SELECTION
:::
18004: Fixes a couple of race condition bugs related to caching remote users.
authorLucas Di Pentima <lucas.dipentima@curii.com>
Tue, 17 Aug 2021 18:20:59 +0000 (15:20 -0300)
committerLucas Di Pentima <lucas.dipentima@curii.com>
Tue, 17 Aug 2021 18:20:59 +0000 (15:20 -0300)
Arvados-DCO-1.1-Signed-off-by: Lucas Di Pentima <lucas.dipentima@curii.com>

lib/controller/integration_test.go
services/api/app/models/api_client_authorization.rb

index 8a12f1d2fa2f02751f94cb91004e767425c8aa34..6851442054e1f49e8cde8c87dcced6d9eea0918a 100644 (file)
@@ -189,7 +189,7 @@ func (s *IntegrationSuite) TestGetCollectionByPDH(c *check.C) {
 }
 
 // Tests bug #18004
-func (s *IntegrationSuite) TestRemoteTokenCacheRace(c *check.C) {
+func (s *IntegrationSuite) TestRemoteUserAndTokenCacheRace(c *check.C) {
        conn1 := s.testClusters["z1111"].Conn()
        rootctx1, _, _ := s.testClusters["z1111"].RootClients()
        rootctx2, _, _ := s.testClusters["z2222"].RootClients()
@@ -208,7 +208,7 @@ func (s *IntegrationSuite) TestRemoteTokenCacheRace(c *check.C) {
                        defer wg2.Done()
                        wg1.Wait()
                        _, err := conn2.UserGetCurrent(rootctx2, arvados.GetOptions{})
-                       c.Check(err, check.IsNil)
+                       c.Check(err, check.IsNil, check.Commentf("warm up phase failed"))
                }()
        }
        wg1.Done()
@@ -224,7 +224,7 @@ func (s *IntegrationSuite) TestRemoteTokenCacheRace(c *check.C) {
                        wg1.Wait()
                        // Retrieve the remote collection from cluster z2222.
                        _, err := conn2.UserGetCurrent(userctx1, arvados.GetOptions{})
-                       c.Check(err, check.IsNil)
+                       c.Check(err, check.IsNil, check.Commentf("testing phase failed"))
                }()
        }
        wg1.Done()
index 52f2cee064905fd6a81e4e9e60a774dfc80bab55..7c7ed759c60058b5915ad1d56505dba6b56d84dd 100644 (file)
@@ -319,7 +319,17 @@ class ApiClientAuthorization < ArvadosModel
         user.last_name = "from cluster #{remote_user_prefix}"
       end
 
-      user.save!
+      begin
+        user.save!
+      rescue ActiveRecord::RecordInvalid, ActiveRecord::RecordNotUnique
+        Rails.logger.debug("remote user #{remote_user['uuid']} already exists, retrying...")
+        # Some other request won the race: retry fetching the user record.
+        user = User.find_by_uuid(remote_user['uuid'])
:::
SHORT EXERCISE A
Count the lines in the rows below that contain the string "nike", and reply with the number alone.
:::
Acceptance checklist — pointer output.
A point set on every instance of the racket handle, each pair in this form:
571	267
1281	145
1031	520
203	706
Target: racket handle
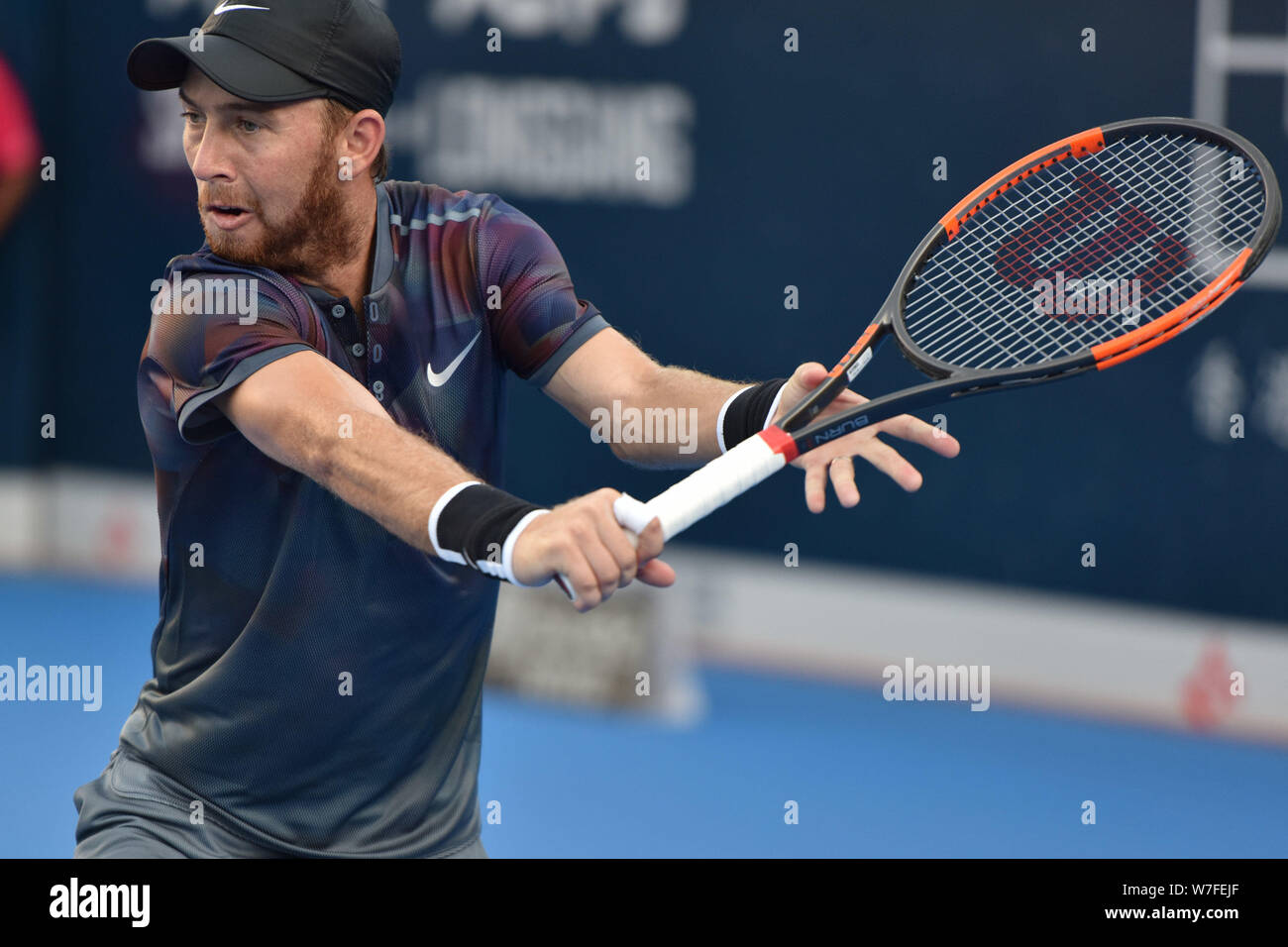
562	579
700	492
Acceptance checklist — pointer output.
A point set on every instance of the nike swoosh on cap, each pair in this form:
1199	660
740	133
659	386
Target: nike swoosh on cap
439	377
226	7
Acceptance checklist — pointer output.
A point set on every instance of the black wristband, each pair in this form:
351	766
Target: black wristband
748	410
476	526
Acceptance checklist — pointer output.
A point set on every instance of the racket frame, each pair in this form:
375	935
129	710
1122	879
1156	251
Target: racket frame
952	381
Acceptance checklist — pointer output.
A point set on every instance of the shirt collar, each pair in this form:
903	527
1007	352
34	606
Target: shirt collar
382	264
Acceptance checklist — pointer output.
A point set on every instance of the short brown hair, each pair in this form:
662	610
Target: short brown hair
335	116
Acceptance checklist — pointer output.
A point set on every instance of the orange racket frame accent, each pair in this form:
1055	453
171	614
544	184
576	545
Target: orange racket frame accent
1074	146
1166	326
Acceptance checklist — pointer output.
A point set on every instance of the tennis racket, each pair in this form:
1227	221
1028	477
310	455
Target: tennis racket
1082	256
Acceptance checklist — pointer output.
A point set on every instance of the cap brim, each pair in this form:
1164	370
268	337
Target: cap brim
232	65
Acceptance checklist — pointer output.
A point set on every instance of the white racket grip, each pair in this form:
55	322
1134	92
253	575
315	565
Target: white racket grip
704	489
:::
SHORT EXERCISE B
Extend the remote-user race-condition commit shown above, picking up right after its last line.

EXPECTED OUTPUT A
2

EXPECTED OUTPUT B
+        if !user
+          Rails.logger.warn("cannot find or create remote user #{remote_user['uuid']}")
+          return nil
+        end
+      end
 
       if user.is_invited && !remote_user['is_invited']
         # Remote user is not "invited" state, they should be unsetup, which
@@ -364,12 +374,24 @@ class ApiClientAuthorization < ArvadosModel
       exp = [db_current_time + Rails.configuration.Login.RemoteTokenRefresh,
              remote_token.andand['expires_at']].compact.min
       scopes = remote_token.andand['scopes'] || ['all']
-      auth = ApiClientAuthorization.find_or_create_by(uuid: token_uuid) do |auth|
-        auth.user = user
-        auth.api_token = stored_secret
-        auth.api_client_id = 0
-        auth.scopes = scopes
-        auth.expires_at = exp
+      begin
+        retries ||= 0
+        auth = ApiClientAuthorization.find_or_create_by(uuid: token_uuid) do |auth|
+          auth.user = user
+          auth.api_token = stored_secret
+          auth.api_client_id = 0
+          auth.scopes = scopes
+          auth.expires_at = exp
+        end
+      rescue ActiveRecord::RecordNotUnique
+        Rails.logger.debug("cached remote token #{token_uuid} already exists, retrying...")
+        # Some other request won the race: retry just once before erroring out
+        if (retries += 1) <= 1
+          retry
+        else
+          Rails.logger.warn("cannot find or create cached remote token #{token_uuid}")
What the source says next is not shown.